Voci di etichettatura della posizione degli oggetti
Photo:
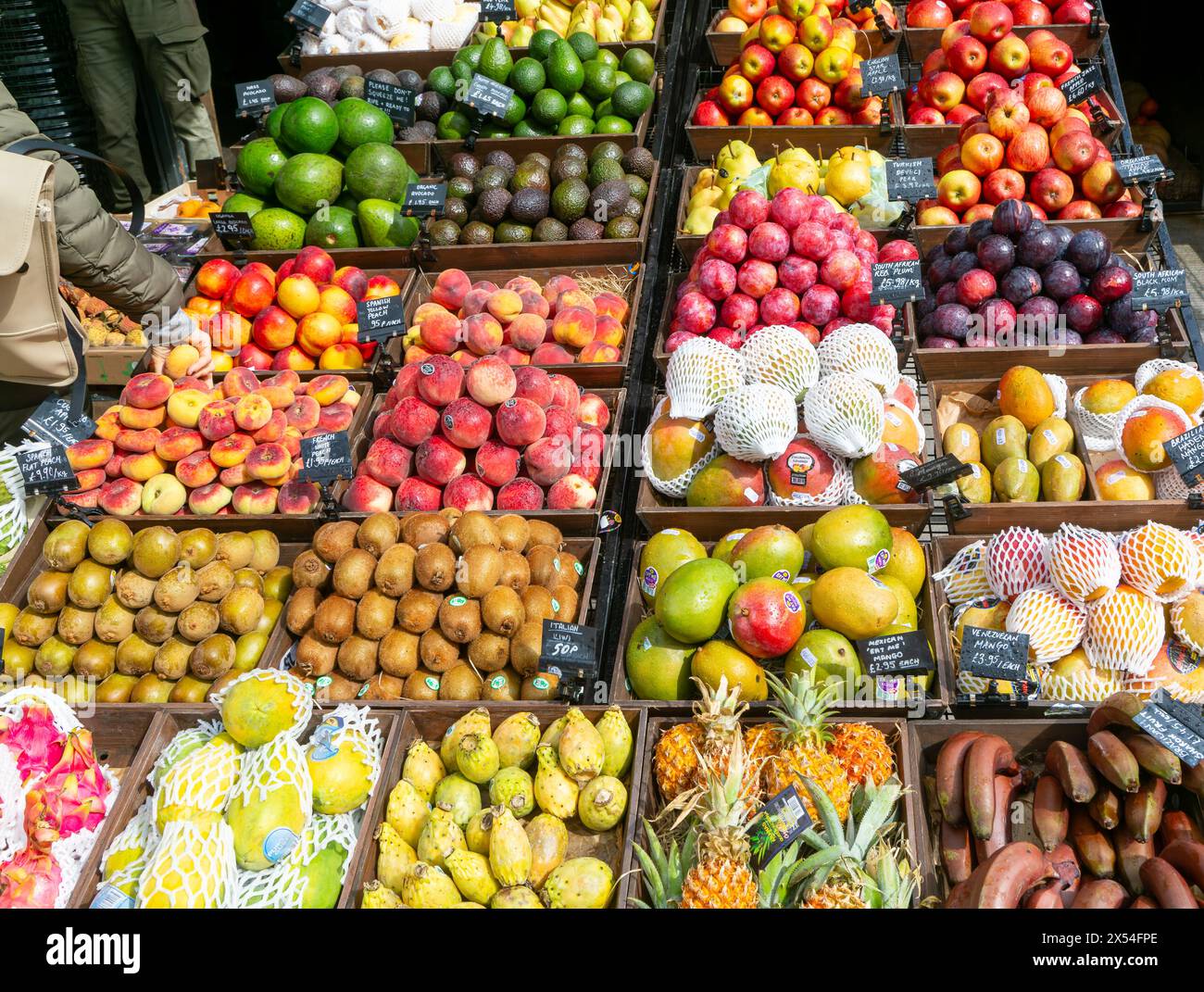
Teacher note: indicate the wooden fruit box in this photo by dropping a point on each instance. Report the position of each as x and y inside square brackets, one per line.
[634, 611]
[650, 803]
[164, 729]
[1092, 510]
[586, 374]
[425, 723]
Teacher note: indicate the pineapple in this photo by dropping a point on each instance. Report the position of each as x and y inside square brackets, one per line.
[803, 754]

*Obiettivo dichiarato:* Restituisci senza alcuna modifica le righe che vanno da quella contenente "Teacher note: indicate the pineapple" fino alla fine delle voci, estremi inclusi.

*Risultato corretto:*
Teacher note: indicate the pineapple in this photo by dropping a point on each instance. Report the position of each as x and y inside square brackets, one per line.
[803, 754]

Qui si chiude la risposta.